*** Opening Data shown ***

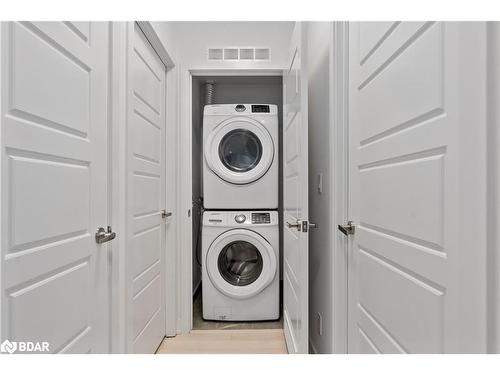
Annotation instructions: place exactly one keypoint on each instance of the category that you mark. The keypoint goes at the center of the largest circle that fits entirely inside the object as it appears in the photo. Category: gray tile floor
(199, 323)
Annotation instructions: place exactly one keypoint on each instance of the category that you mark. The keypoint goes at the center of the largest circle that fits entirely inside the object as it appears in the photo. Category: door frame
(339, 210)
(120, 41)
(184, 259)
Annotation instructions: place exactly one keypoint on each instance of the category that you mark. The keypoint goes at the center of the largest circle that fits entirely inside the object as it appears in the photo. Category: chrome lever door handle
(347, 229)
(102, 235)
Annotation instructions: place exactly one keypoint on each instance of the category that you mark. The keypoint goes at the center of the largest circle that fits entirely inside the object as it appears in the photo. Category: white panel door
(146, 195)
(295, 196)
(54, 181)
(416, 266)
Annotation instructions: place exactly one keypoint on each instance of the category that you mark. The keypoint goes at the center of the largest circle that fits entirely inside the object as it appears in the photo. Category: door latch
(102, 235)
(347, 229)
(292, 225)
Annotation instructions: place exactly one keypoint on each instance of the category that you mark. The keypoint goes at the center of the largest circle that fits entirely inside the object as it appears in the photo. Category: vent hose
(209, 92)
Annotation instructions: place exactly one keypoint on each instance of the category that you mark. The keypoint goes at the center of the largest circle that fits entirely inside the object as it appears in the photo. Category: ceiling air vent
(215, 54)
(239, 53)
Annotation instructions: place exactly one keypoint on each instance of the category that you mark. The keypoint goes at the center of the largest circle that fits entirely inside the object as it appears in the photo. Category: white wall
(320, 159)
(192, 39)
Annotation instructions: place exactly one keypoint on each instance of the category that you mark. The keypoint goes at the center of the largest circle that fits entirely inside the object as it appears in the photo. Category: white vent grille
(262, 54)
(231, 54)
(239, 53)
(215, 54)
(246, 53)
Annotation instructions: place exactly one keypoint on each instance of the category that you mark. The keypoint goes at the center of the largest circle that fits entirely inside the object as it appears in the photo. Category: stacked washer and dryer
(240, 231)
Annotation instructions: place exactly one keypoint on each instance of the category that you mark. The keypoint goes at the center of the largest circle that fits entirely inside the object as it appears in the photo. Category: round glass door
(240, 150)
(240, 263)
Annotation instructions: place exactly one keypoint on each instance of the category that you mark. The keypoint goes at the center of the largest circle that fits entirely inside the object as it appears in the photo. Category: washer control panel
(261, 218)
(239, 218)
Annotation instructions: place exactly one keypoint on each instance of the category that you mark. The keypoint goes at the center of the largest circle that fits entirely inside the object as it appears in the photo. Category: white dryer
(240, 265)
(240, 147)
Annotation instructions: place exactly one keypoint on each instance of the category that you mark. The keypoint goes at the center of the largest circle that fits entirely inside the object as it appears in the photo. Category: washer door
(239, 150)
(241, 263)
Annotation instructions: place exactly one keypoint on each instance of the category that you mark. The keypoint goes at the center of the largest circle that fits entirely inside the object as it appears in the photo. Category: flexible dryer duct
(209, 92)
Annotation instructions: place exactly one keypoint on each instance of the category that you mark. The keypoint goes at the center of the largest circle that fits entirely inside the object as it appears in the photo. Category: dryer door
(239, 150)
(241, 263)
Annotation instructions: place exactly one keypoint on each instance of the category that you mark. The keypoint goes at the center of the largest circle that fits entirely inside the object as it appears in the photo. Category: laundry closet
(246, 160)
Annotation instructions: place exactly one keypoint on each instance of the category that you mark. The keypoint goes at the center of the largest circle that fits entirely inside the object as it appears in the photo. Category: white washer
(240, 265)
(240, 147)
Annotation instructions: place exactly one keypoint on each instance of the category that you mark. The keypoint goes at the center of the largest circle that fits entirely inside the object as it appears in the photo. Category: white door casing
(54, 182)
(417, 259)
(146, 195)
(295, 196)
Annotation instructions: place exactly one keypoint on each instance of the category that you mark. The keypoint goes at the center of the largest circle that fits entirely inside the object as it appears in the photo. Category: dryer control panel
(240, 218)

*** Closing Data shown ***

:: The problem ::
Output the data above in full. Skip every picture.

:: Problem solution ::
Annotation instructions: place exactly one keypoint on each instance of the category that you mark. The keypoint goes at the center of the largest circle that fits entirely inside the object as it appears in the photo. Category: gray tile floor
(199, 323)
Annotation instructions: place exactly one keypoint on each instance of the category that you mark. The keypoint goes at the center of the largest circle that fits entirely inside the object as it appears in the photo. Category: door frame
(339, 210)
(120, 41)
(184, 259)
Annotation instructions: place exactly one keypoint on each instance of the category that you mark. The keypoint goes at the center of the largest circle that fits entirely inside the object as it appears in the photo. Category: chrome lever door handle
(347, 229)
(102, 235)
Annotation instructions: place exactly one keypoint on each instance of the category that you mark. The keypoint goes at the center of the largest circle that fits entirely inside the object as it appears in the photo. Category: white panel door
(146, 195)
(295, 196)
(54, 181)
(416, 266)
Annotation instructions: place exactly one keypoint on each instance of the category that you mark. The keypoint goes at the center of the largest circle that fits entirely inside the object as it appears in the photo. Category: door latch
(102, 235)
(347, 229)
(292, 225)
Annotation instructions: place exactly one keypoint on each instance of the category that you mark. The keypoint goes at the center of the largest circle that fits entirely inside the object as it appears in the photo. Category: vent hose
(209, 92)
Annotation instructions: place exactly one keypoint on each instance of the category that you mark. The keypoint goes at the center of the largest circle that fits entirely inside the object as it appears in the photo. Category: ceiling air vent
(215, 54)
(239, 53)
Annotation instructions: place exactly one keypoint on each instance of the category that you mark. The keypoint goes at the center of the largest circle that fits entirely inside the object as it appears in the photo. Category: white wall
(320, 159)
(192, 39)
Annotation instructions: place exactly one keypoint on each instance of the category that you mark. The keypoint goes at the center of the largest circle that fits entirely inside the object as it appears in the photo. Category: white vent grille
(262, 54)
(231, 54)
(239, 53)
(215, 54)
(246, 53)
Annotation instructions: place exactly one keypoint on each instance of the category that you mark. The keypoint goes at the center of the largest circle that fits entirely inside the object as it appears in the photo. Category: stacked washer and dryer
(240, 231)
Annotation instructions: place exactly one keypoint on each instance of the category that you mark. The keypoint goes at the center of the largest circle that fits entirely inside the object as it appears in the photo. Category: round glass door
(240, 150)
(240, 263)
Annotation instructions: place exactly one keypoint on each instance of the category that you mark. The keypoint goes at the center of the largest circle that fits entirely inside the object as it appears in the photo. Category: washer control panel
(261, 218)
(239, 218)
Annotation instructions: place exactly one keypoint on each instance of the category that you mark. The keypoint goes at the center of the largest circle that fits entirely inside the object as it appears in the photo. Category: white dryer
(240, 265)
(240, 147)
Annotation instructions: place exactly one keypoint on each instance of the category that you mark. The keypoint goes at the center of the largest circle that fits entirely inside the object as it appears in the photo. Category: washer door
(239, 150)
(241, 263)
Annotation instructions: place exactly one keypoint on each instance of the category that you mark. The keypoint goes at the center of the largest circle that fits entirely inside the object as it appears in the photo. Category: flexible dryer duct
(209, 92)
Annotation instructions: place exactly one keypoint on each instance of the category that you mark. The keypoint goes at the center of the largest circle that fits entirely inside the object as it appears in the photo. Category: dryer door
(239, 150)
(241, 263)
Annotation instructions: place exactly one keypoint on each instance of the category that you mark. The keypoint goes at the center of the largest circle that fits entirely inside the object as it appears in the photo. Category: laundry closet
(246, 160)
Annotation instructions: place exactly one keypoint on each instance of the category that you mark. The keypoint goes at the center of the largest circle that fits entirely inside the object as it appears in the photo. Category: white washer
(240, 265)
(240, 147)
Annotation instructions: place exactly one keypoint on each instance of the category that you mark. The keypoint goes at the center of the largest circle that fits entirely inside the object as it appears in the photo. Category: white door casing
(54, 182)
(417, 259)
(146, 195)
(295, 196)
Annotation instructions: place exactly one keypoint on each instance of the category that you mark. The keypoint goes at the center of the largest circle that fits entirely inside the object as it appears in the photo. Category: dryer control panel
(240, 218)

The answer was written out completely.